RAW DATA —
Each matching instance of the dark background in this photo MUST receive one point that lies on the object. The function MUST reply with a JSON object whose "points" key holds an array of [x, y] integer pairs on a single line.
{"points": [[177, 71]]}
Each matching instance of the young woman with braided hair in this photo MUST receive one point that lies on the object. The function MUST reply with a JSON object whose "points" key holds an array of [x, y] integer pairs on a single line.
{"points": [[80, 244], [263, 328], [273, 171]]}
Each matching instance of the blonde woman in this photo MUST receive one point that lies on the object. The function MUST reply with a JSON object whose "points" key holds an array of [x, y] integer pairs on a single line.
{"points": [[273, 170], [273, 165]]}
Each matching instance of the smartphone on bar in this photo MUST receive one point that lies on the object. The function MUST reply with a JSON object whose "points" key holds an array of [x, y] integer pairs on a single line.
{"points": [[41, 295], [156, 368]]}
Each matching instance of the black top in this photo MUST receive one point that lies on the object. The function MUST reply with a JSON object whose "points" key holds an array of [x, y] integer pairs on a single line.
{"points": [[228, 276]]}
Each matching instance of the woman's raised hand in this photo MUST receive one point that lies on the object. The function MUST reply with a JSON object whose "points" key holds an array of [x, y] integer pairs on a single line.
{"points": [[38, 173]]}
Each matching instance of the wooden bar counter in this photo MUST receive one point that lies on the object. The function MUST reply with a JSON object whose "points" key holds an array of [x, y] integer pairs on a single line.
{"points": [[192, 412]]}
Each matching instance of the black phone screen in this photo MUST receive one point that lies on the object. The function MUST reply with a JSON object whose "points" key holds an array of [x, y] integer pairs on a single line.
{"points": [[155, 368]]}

INSTRUCTIONS TO FOLLOW — Please retype the records above starting with the line that contains "Each matching instance of the wooden" and stopping after the last line, changing nothing.

TASK OUTPUT —
Each matching instance of the wooden bar counter in this photo MUST receive one point that lies on the object. The function MUST reply with a JSON object whose "points" key holds an array of [x, y] integer pairs on a single line.
{"points": [[192, 412]]}
Each matching instance of the black phone screen in this photo MUST receive one point that lies on the object. The function MUST reply with a JSON object whose "points" key holds an array of [x, y] integer pairs on a single line.
{"points": [[155, 368]]}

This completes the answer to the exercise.